◆ WHAT THE TASK ASKS: Write out every record in full, exactly as written, please.

[DATASET ENTRIES — start]

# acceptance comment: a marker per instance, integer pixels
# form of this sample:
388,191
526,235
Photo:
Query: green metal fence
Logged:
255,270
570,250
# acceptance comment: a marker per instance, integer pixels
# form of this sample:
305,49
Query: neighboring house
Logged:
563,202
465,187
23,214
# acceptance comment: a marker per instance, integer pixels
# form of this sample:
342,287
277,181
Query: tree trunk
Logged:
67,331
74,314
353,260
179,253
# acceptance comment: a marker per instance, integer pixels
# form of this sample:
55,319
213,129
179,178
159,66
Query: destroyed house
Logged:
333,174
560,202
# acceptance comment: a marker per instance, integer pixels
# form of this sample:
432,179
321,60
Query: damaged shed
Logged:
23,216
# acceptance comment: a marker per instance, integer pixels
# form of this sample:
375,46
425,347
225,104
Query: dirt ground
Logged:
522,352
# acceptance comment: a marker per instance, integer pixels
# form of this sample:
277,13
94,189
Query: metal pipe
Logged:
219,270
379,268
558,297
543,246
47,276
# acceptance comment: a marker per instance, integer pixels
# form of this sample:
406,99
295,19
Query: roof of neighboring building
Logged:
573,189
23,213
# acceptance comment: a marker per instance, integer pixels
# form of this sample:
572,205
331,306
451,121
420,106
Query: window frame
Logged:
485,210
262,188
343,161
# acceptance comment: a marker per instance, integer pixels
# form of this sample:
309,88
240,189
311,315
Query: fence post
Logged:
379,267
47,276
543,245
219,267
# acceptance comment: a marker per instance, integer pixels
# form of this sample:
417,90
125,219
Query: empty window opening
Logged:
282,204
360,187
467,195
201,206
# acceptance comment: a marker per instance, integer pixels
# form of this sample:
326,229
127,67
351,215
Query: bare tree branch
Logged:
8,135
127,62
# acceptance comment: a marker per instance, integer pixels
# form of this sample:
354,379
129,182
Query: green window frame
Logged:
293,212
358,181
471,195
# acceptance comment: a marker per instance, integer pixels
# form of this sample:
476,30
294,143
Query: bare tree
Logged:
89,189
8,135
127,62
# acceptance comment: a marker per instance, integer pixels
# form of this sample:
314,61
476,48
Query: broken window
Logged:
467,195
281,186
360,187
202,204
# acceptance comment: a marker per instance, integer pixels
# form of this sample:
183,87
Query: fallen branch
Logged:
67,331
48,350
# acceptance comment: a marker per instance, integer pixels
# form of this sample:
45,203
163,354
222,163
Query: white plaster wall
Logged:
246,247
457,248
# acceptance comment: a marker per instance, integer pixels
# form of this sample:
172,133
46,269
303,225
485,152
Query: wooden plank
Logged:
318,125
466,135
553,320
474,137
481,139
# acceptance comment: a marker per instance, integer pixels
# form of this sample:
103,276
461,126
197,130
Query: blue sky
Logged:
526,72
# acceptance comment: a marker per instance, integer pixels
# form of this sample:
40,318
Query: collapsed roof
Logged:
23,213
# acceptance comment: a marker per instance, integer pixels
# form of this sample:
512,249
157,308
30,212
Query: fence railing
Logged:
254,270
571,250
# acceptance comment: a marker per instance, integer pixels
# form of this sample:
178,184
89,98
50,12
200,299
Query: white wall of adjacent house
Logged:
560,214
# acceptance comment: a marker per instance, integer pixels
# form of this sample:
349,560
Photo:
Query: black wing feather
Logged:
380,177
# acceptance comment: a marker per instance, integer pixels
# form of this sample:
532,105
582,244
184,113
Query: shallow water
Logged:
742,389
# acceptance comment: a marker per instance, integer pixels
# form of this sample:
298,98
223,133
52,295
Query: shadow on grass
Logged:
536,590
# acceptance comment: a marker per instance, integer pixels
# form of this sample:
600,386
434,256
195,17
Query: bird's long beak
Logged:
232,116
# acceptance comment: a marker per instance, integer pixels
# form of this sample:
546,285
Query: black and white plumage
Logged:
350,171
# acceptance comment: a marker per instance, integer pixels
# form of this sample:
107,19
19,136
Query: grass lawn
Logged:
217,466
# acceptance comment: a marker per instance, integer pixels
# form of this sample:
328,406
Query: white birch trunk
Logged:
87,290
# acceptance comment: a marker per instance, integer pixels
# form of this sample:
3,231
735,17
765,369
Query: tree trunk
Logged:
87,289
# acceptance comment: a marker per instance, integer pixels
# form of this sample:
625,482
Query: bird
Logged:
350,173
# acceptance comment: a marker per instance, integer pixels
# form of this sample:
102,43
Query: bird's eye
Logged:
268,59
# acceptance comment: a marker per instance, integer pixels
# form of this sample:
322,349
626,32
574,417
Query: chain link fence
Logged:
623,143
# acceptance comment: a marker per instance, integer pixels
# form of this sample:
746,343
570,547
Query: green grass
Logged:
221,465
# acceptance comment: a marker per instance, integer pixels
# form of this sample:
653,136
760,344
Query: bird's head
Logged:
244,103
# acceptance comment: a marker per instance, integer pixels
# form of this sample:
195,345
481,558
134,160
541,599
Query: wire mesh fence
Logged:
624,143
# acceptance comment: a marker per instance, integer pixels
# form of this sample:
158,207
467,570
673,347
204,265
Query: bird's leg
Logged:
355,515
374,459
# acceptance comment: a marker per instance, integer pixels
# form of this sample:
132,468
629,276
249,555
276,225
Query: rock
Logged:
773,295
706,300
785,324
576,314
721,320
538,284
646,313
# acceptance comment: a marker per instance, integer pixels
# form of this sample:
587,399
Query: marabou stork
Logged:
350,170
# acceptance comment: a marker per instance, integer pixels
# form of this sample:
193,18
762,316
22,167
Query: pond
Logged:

[DATASET ENTRIES — finish]

◆ SOLUTION TO THIS PROBLEM:
# acceptance comment: a marker per instance, integer pixels
# form of this sample:
388,191
526,235
Photo:
Query: green metal fence
Logged:
255,270
570,250
# acceptance comment: a marker per instance, integer pixels
# form of this sample:
305,49
Query: neighboring house
Logged:
563,202
465,187
23,214
# acceptance comment: a marker per instance, integer pixels
# form of this sample:
342,287
277,181
Query: tree trunk
Logged:
67,331
74,314
353,260
179,253
# acceptance comment: a marker per instance, integer pixels
# form of this sample:
55,319
213,129
179,178
159,66
Query: destroyed house
Logged:
333,174
560,202
# acceptance comment: a marker per instance, integer pixels
# form of this sample:
432,179
321,60
Query: damaged shed
Logged:
23,216
# acceptance comment: a marker per instance, integer pixels
# form of this sample:
375,46
425,347
225,104
Query: dirt ground
Logged:
522,352
# acceptance comment: a marker per instance, integer pixels
# form of this sample:
277,13
94,189
Query: metal pipe
Logged:
219,270
379,268
558,297
543,246
47,276
# acceptance comment: a marker per instance, integer pixels
# form of this sample:
406,99
295,19
Query: roof of neighboring building
Logged:
573,189
23,213
# acceptance comment: a marker per instance, integer pixels
# form of this sample:
572,205
331,306
451,121
420,106
Query: window frame
Logged:
485,210
262,188
343,161
# acceptance comment: a marker per instance, integer pixels
# form of this sample:
309,88
240,189
311,315
Query: fence post
Logged:
379,267
47,276
543,245
219,267
# acceptance comment: a marker per instance, integer pixels
# form of this sample:
417,90
125,219
Query: empty window opening
Logged:
282,204
360,187
467,195
201,206
# acceptance comment: a marker per instance, integer pixels
# form of this sample:
326,229
127,67
351,215
Query: bare tree branch
Logged:
8,135
127,62
# acceptance comment: a marker per instance, integer pixels
# form of this sample:
354,379
129,182
Query: green window frame
Logged:
293,212
358,181
471,195
# acceptance comment: a marker per instance, integer pixels
# form of this sample:
476,30
294,143
Query: bare tree
Logged:
89,189
8,135
127,62
# acceptance comment: a marker per instance, integer pixels
# form of this sample:
314,61
476,48
Query: broken window
Logged:
467,195
281,186
360,187
202,204
# acceptance comment: a marker per instance, integer pixels
# form of this sample:
183,87
Query: fallen branch
Logged:
67,331
48,350
# acceptance comment: a marker per instance, integer pixels
# form of this sample:
45,203
163,354
222,163
Query: white plaster wall
Logged:
246,247
457,248
# acceptance comment: a marker per instance, integer pixels
# form of this sample:
172,133
46,269
303,225
485,152
Query: wooden plank
Logged:
318,125
466,135
553,320
474,137
481,139
# acceptance comment: a marker per instance, integer pixels
# form of this sample:
103,276
461,126
197,130
Query: blue sky
Logged:
526,72
# acceptance comment: a marker per instance, integer pixels
# form of this sample:
40,318
Query: collapsed roof
Logged:
23,213
# acceptance comment: a marker per instance, integer pixels
# form of this sample:
512,249
157,308
30,212
Query: fence railing
Logged:
254,270
571,250
# acceptance comment: a marker per instance, integer pixels
# form of this sample:
178,184
89,98
50,12
200,299
Query: white wall of adjacent house
Logged:
560,214
# acceptance comment: a marker per instance, integer pixels
# form of this sample:
349,560
Photo:
Query: black wing feather
Logged:
380,177
# acceptance comment: a marker per instance, integer pixels
# form of this sample:
532,105
582,244
184,113
Query: shallow water
Logged:
742,389
# acceptance comment: a marker per instance, integer pixels
# form of this sample:
298,98
223,133
52,295
Query: shadow on grass
Logged:
536,590
# acceptance comment: a marker per instance, integer pixels
# form of this sample:
600,386
434,256
195,17
Query: bird's long beak
Logged:
232,116
# acceptance comment: a marker per instance, integer pixels
# form of this sample:
546,285
Query: black and white plumage
Logged:
350,171
# acceptance comment: a marker per instance, integer pixels
# form of this sample:
107,19
19,136
Query: grass lawn
Logged:
217,466
# acceptance comment: a marker per instance, integer pixels
# form of this sample:
328,406
Query: white birch trunk
Logged:
87,290
# acceptance comment: a marker per instance, integer pixels
# form of this sample:
3,231
735,17
765,369
Query: tree trunk
Logged:
87,289
# acceptance comment: a marker per instance, integer pixels
# form of this sample:
625,482
Query: bird
Logged:
350,173
# acceptance comment: a marker per instance, integer pixels
# form of this sample:
102,43
Query: bird's eye
Logged:
268,59
# acceptance comment: a marker per instance, integer pixels
# form of this sample:
322,349
626,32
574,417
Query: chain link fence
Logged:
623,143
# acceptance comment: a marker per instance, integer pixels
# form of this sample:
746,343
570,547
Query: green grass
Logged:
221,465
# acceptance comment: a marker per instance, integer pixels
# form of this sample:
653,136
760,344
Query: bird's head
Logged:
244,103
# acceptance comment: a marker per instance, integer pixels
# form of this sample:
195,345
481,558
134,160
541,599
Query: wire mesh fence
Logged:
624,143
# acceptance comment: a marker per instance, integer pixels
# form of this sample:
158,207
467,570
673,347
204,265
Query: bird's leg
Logged:
355,515
374,459
# acceptance comment: a marker per instance, integer pixels
# form of this sample:
132,468
629,276
249,555
276,225
Query: rock
Logged:
773,295
706,300
785,324
576,314
721,320
538,284
646,313
# acceptance comment: a marker per instance, integer pixels
# form of this sample:
587,399
Query: marabou stork
Logged:
350,170
# acceptance comment: a marker per instance, integer pixels
# form of this sample:
193,18
762,316
22,167
Query: pond
Logged:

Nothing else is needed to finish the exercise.